PROBLEM TO SOLVE = Could you filter the records below and return each line that holds "handle"?

*** Opening DATA EXCERPTS ***

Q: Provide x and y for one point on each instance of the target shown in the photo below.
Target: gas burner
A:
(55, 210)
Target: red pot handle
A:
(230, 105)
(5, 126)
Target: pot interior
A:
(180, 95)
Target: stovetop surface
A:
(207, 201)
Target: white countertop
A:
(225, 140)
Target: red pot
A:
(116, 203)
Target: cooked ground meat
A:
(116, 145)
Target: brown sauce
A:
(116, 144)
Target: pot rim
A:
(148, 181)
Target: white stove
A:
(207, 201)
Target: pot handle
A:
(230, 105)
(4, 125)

*** Closing DATA EXCERPTS ***
*** Opening DATA EXCERPTS ***

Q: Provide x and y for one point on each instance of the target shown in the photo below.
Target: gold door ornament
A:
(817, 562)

*** Closing DATA EXCERPTS ***
*** Opening DATA EXCERPTS ***

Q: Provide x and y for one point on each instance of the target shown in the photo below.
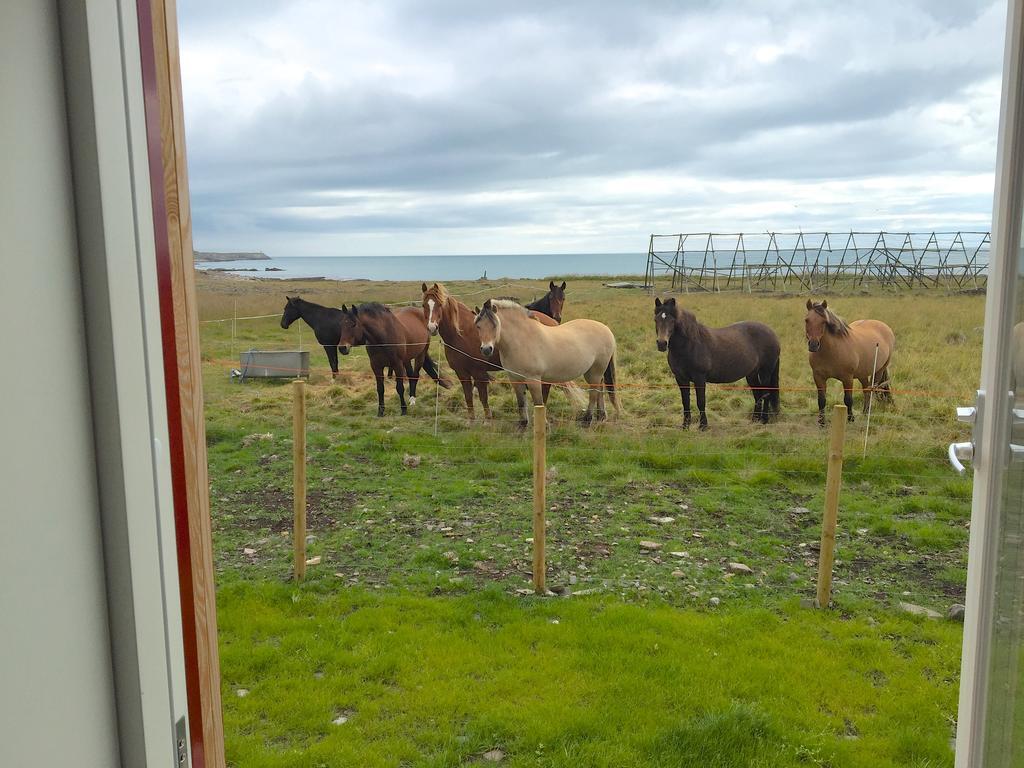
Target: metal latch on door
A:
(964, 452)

*** Closing DATA EXCERPTS ***

ANSWER AREA =
Target: red pot handle
Target: pot handle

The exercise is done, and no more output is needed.